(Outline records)
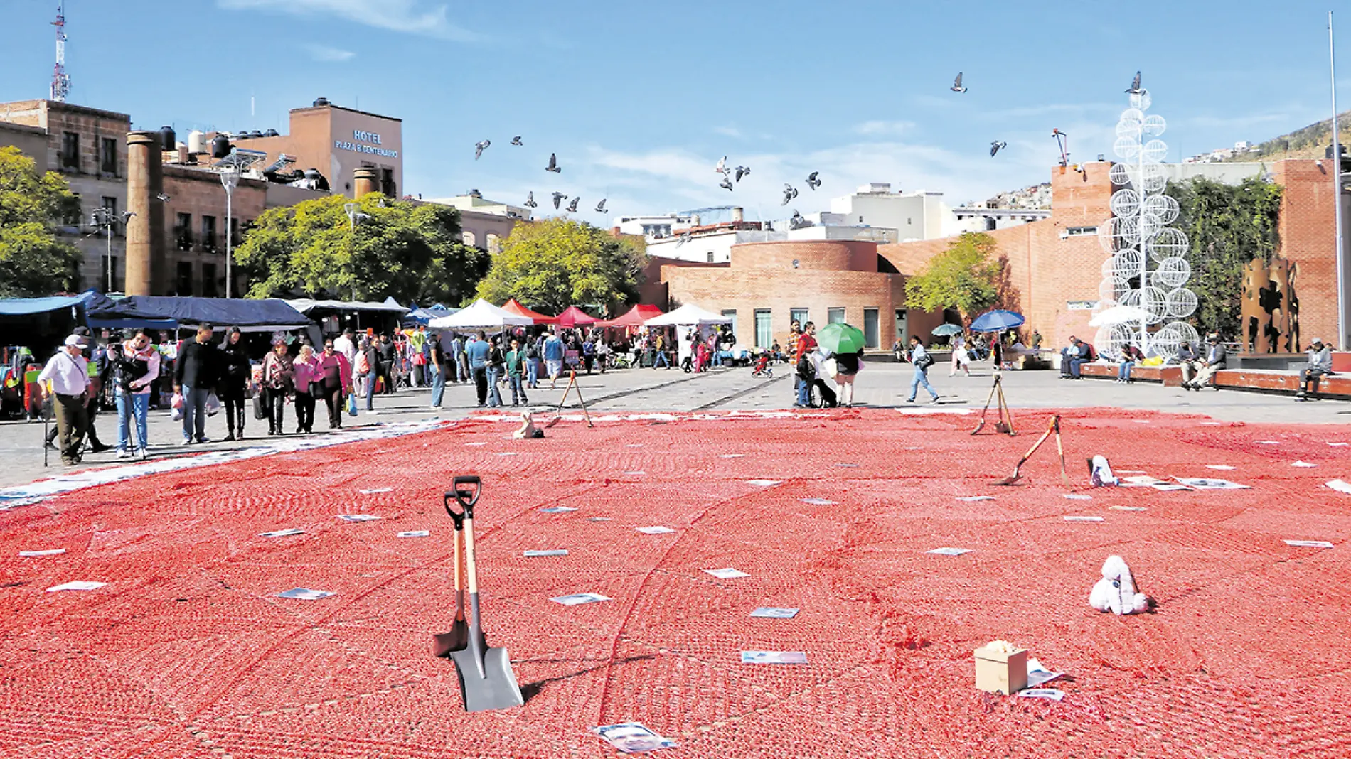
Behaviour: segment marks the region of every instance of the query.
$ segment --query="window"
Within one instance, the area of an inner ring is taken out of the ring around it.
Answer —
[[[863,346],[869,348],[881,347],[878,331],[878,317],[875,308],[863,309]]]
[[[103,150],[99,151],[99,170],[104,174],[118,174],[118,140],[111,136],[103,138]]]
[[[216,251],[216,217],[201,216],[201,247],[205,251]]]
[[[61,135],[61,167],[80,170],[80,135],[76,132]]]
[[[192,262],[180,261],[178,262],[178,294],[190,296],[192,293]]]
[[[220,297],[216,289],[216,265],[203,263],[201,265],[201,297],[213,298]]]
[[[774,344],[774,331],[771,328],[770,311],[767,308],[755,309],[755,347],[767,348]]]

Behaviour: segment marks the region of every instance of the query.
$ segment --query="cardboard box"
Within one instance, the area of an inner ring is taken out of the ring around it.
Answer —
[[[975,687],[1004,696],[1027,687],[1027,650],[1000,651],[989,646],[977,648]]]

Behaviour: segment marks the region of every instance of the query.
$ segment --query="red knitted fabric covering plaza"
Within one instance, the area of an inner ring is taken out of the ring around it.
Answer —
[[[1104,454],[1117,474],[1251,489],[1069,500],[1054,444],[1019,486],[990,486],[1044,424],[1023,412],[1017,438],[973,438],[970,416],[874,409],[511,440],[478,419],[16,508],[0,513],[0,755],[611,756],[588,728],[623,721],[676,740],[670,758],[1351,755],[1351,496],[1323,485],[1351,479],[1351,448],[1328,444],[1351,431],[1078,409],[1077,485]],[[454,613],[455,474],[484,478],[484,625],[519,709],[466,714],[430,655]],[[635,529],[655,525],[673,532]],[[286,528],[304,533],[259,535]],[[18,556],[49,548],[66,552]],[[550,548],[569,554],[523,556]],[[1109,554],[1155,613],[1089,608]],[[721,567],[748,577],[704,571]],[[45,593],[69,581],[107,585]],[[335,594],[277,597],[297,586]],[[588,592],[611,600],[550,601]],[[1065,700],[975,690],[971,652],[993,639],[1066,673]]]

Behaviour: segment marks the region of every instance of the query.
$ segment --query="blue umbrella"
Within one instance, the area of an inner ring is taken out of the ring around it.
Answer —
[[[1015,327],[1023,325],[1023,315],[1013,313],[1012,311],[994,309],[988,311],[975,317],[971,321],[973,332],[1002,332],[1004,330],[1012,330]]]

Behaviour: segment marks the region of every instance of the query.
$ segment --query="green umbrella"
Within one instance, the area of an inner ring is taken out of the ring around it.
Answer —
[[[816,343],[832,354],[858,352],[863,350],[863,331],[843,321],[827,324],[816,331]]]

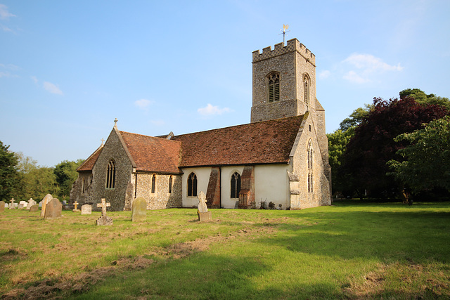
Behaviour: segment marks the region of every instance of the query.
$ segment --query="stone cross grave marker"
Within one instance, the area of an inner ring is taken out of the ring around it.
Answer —
[[[106,202],[105,198],[101,198],[101,203],[97,203],[97,207],[101,207],[101,216],[97,219],[98,226],[112,225],[112,219],[106,216],[106,207],[110,207],[110,202]]]
[[[72,209],[72,211],[73,212],[77,212],[79,211],[79,209],[77,209],[77,206],[79,204],[79,203],[78,203],[77,201],[75,201],[75,202],[73,202],[73,205],[75,207],[75,209]]]
[[[15,207],[14,207],[14,201],[15,201],[14,200],[14,198],[11,198],[11,201],[10,201],[10,204],[9,204],[9,209],[14,209]]]
[[[205,193],[200,192],[198,194],[198,221],[212,221],[211,211],[208,211],[208,207],[206,206],[206,195]]]
[[[147,219],[147,202],[141,197],[133,201],[131,208],[131,221],[143,222]]]
[[[82,206],[82,214],[91,214],[92,207],[89,204],[84,204]]]
[[[45,209],[44,219],[57,219],[61,217],[61,212],[63,211],[63,204],[57,199],[52,199]]]
[[[47,194],[45,195],[41,203],[42,203],[42,209],[41,210],[41,216],[45,216],[45,208],[49,203],[53,197],[50,194]]]

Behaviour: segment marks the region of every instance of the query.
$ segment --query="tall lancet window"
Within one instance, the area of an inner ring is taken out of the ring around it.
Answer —
[[[303,75],[303,100],[309,104],[309,77],[306,74]]]
[[[240,192],[240,175],[234,172],[231,176],[231,198],[238,198]]]
[[[269,102],[280,100],[280,74],[271,73],[269,75]]]
[[[188,197],[197,197],[197,176],[193,173],[188,177]]]
[[[106,188],[114,188],[115,187],[115,162],[113,159],[110,160],[108,164],[108,171],[106,173]]]

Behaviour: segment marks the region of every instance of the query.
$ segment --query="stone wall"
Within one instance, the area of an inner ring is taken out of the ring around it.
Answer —
[[[155,193],[152,193],[152,178],[155,176]],[[169,193],[169,178],[172,178],[172,193]],[[137,174],[136,197],[147,202],[147,209],[162,209],[181,207],[181,176],[180,175]]]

**WHAT IS BEING ASKED**
Every entry must be written out exactly, with all pictures left out.

**EXPECTED ANSWER**
Behaviour: segment marks the region of every instance of the query.
$ segment --query="window"
Within one instance, the area of an inner ring is taken out of the ring around it.
Answer —
[[[863,346],[869,348],[881,347],[878,331],[878,317],[875,308],[863,309]]]
[[[103,150],[99,151],[99,170],[104,174],[118,174],[118,140],[111,136],[103,138]]]
[[[216,251],[216,217],[201,216],[201,247],[205,251]]]
[[[61,135],[61,167],[80,170],[80,135],[76,132]]]
[[[192,262],[180,261],[178,262],[178,294],[190,296],[192,293]]]
[[[220,297],[216,289],[216,265],[203,263],[201,265],[201,297],[213,298]]]
[[[774,344],[774,331],[771,328],[770,311],[767,308],[755,309],[755,347],[767,348]]]

Behaviour: segment marks the region of every instance of the query.
$ segment --query="cardboard box"
Within one instance, the area of an inner ring is taken out of the ring around it.
Answer —
[[[975,687],[1004,696],[1027,687],[1027,650],[1000,651],[989,646],[977,648]]]

Behaviour: segment marks the region of every instance of the query.
$ segment --query="red knitted fabric covering plaza"
Within one instance, the area of an inner ring is taken out of the ring around it.
Answer —
[[[1104,454],[1117,474],[1251,489],[1069,500],[1054,444],[1019,486],[990,486],[1044,424],[1023,412],[1017,438],[973,438],[970,416],[874,409],[511,440],[478,419],[16,508],[0,513],[0,755],[611,756],[588,728],[623,721],[676,740],[670,758],[1351,755],[1351,496],[1323,485],[1351,479],[1351,448],[1328,444],[1351,431],[1078,409],[1077,485]],[[454,613],[455,474],[484,478],[484,625],[519,709],[466,714],[430,655]],[[635,529],[655,525],[673,532]],[[286,528],[304,533],[259,535]],[[18,556],[49,548],[66,552]],[[550,548],[569,554],[523,556]],[[1109,554],[1155,613],[1089,608]],[[721,567],[748,577],[704,571]],[[45,593],[69,581],[107,585]],[[335,594],[277,597],[297,586]],[[588,592],[611,600],[550,601]],[[1065,700],[975,690],[971,652],[993,639],[1066,673]]]

Behaviour: segment marks the region of every instance of the query.
$ segment --query="blue umbrella"
Within one instance, the area of an inner ring is taken out of the ring around it.
Answer —
[[[1015,327],[1023,325],[1023,315],[1013,313],[1012,311],[994,309],[988,311],[975,317],[971,321],[973,332],[1002,332],[1004,330],[1012,330]]]

Behaviour: segment marks the region of every instance of the query.
$ segment --query="green umbrella"
Within one instance, the area of an inner ring is taken out of the ring around it.
Answer —
[[[816,343],[832,354],[858,352],[863,350],[863,331],[843,321],[827,324],[816,331]]]

Behaviour: segment marks the region of every instance of the query.
$ segment --query="stone cross grave marker"
Within one instance, the area of an inner ring is taken out of the ring around it.
Answer —
[[[106,202],[105,198],[101,198],[101,203],[97,203],[97,207],[101,207],[101,216],[97,219],[98,226],[112,225],[112,219],[106,216],[106,207],[110,207],[110,202]]]
[[[72,209],[72,211],[73,212],[77,212],[79,211],[79,209],[77,209],[77,206],[79,204],[79,203],[78,203],[77,201],[75,201],[75,202],[73,202],[73,205],[75,207],[75,209]]]
[[[15,207],[14,207],[14,201],[15,201],[14,200],[14,198],[11,198],[11,201],[10,201],[10,204],[9,204],[9,209],[14,209]]]
[[[205,193],[200,192],[198,194],[198,221],[212,221],[211,211],[208,211],[208,207],[206,206],[206,195]]]
[[[147,219],[147,202],[141,197],[133,201],[131,208],[131,221],[143,222]]]
[[[82,206],[82,214],[91,214],[92,207],[89,204],[84,204]]]
[[[45,209],[44,219],[57,219],[61,217],[61,212],[63,211],[63,204],[57,199],[52,199]]]
[[[47,194],[45,195],[41,203],[42,203],[42,209],[41,210],[41,216],[45,216],[45,208],[49,203],[53,197],[50,194]]]

Behaviour: segment marks the region of every instance of the query.
$ segment --query="tall lancet window"
Within one instance, the area of an inner ring is taken out of the ring around it.
Answer —
[[[303,75],[303,100],[309,104],[309,77],[306,74]]]
[[[240,192],[240,175],[234,172],[231,176],[231,198],[238,198]]]
[[[269,102],[280,100],[280,74],[271,73],[269,75]]]
[[[188,197],[197,197],[197,176],[193,173],[188,177]]]
[[[106,188],[114,188],[115,187],[115,162],[113,159],[110,160],[108,164],[108,171],[106,173]]]

Behaviour: segment marks the region of every instance of the query.
$ segment --query="stone wall"
Within one instance, the area of an inner ring is taken out of the ring around it.
Answer —
[[[155,193],[152,193],[152,178],[155,176]],[[169,193],[169,178],[172,178],[172,193]],[[137,174],[136,197],[147,202],[147,209],[162,209],[181,207],[181,176],[180,175]]]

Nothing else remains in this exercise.